● SOURCE MATERIAL:
----------
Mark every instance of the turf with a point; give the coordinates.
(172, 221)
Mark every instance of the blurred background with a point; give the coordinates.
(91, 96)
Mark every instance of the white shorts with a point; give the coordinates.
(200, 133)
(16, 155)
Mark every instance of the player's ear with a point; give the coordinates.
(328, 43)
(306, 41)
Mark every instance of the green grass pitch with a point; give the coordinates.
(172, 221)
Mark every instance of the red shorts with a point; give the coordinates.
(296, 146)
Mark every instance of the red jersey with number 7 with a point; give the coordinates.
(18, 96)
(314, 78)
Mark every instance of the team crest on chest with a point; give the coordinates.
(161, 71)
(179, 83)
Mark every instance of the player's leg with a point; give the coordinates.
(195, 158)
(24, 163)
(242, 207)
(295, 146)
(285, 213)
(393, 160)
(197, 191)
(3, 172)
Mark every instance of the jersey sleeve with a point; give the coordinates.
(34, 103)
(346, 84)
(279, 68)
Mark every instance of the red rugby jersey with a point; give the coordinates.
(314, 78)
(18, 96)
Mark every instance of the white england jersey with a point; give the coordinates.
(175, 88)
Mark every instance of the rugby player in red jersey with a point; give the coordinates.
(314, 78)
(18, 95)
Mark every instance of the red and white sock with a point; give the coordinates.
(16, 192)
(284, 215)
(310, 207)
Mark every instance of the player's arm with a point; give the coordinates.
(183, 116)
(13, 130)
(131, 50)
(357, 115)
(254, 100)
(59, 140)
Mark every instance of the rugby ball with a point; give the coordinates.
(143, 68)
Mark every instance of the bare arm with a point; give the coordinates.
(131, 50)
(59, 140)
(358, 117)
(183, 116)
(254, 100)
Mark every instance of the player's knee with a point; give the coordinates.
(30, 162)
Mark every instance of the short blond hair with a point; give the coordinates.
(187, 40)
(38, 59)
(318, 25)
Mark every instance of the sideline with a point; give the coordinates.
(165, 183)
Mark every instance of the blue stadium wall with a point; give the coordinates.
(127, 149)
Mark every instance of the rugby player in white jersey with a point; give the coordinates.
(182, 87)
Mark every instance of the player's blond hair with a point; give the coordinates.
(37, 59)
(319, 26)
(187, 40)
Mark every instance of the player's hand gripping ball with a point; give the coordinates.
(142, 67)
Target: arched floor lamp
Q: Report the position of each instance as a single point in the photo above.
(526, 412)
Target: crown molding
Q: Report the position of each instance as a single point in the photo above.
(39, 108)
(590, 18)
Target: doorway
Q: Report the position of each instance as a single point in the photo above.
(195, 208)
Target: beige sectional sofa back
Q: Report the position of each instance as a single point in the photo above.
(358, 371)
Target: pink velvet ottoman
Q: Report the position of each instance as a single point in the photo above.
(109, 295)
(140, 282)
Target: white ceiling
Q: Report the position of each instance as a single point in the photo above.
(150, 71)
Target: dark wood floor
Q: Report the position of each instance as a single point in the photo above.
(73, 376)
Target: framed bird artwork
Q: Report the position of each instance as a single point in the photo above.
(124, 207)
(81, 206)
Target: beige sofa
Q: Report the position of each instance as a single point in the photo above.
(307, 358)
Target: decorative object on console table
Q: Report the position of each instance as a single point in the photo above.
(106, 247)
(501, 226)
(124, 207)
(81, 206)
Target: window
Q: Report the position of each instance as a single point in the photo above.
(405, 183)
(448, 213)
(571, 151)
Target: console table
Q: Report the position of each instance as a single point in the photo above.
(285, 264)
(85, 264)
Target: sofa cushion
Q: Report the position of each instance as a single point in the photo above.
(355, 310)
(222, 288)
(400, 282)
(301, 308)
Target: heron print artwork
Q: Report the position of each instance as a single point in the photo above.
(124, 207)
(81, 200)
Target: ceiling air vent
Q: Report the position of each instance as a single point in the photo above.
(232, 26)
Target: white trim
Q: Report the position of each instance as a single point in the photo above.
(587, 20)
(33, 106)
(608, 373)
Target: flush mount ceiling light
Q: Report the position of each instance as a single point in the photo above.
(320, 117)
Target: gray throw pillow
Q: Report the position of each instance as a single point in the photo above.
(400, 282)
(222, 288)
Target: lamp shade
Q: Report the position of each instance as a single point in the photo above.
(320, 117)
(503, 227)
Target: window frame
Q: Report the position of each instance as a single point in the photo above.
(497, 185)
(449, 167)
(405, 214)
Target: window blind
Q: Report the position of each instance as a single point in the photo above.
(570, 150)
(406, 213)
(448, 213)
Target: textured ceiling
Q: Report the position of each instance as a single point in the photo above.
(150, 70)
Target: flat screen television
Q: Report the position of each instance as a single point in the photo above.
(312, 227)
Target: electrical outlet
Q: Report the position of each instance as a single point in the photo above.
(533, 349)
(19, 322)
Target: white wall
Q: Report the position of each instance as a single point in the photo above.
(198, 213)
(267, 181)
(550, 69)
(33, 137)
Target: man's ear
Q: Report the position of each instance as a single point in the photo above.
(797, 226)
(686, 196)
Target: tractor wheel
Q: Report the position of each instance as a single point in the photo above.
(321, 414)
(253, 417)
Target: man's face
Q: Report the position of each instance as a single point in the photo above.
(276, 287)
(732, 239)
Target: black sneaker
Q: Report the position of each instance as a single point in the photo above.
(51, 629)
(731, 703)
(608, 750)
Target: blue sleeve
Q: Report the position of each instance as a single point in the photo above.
----------
● PROBLEM:
Check each line of the records above, and copy those that hold the word "floor".

● RESULT FOR THIS EXERCISE:
Target: arched floor lamp
Target: dark wood floor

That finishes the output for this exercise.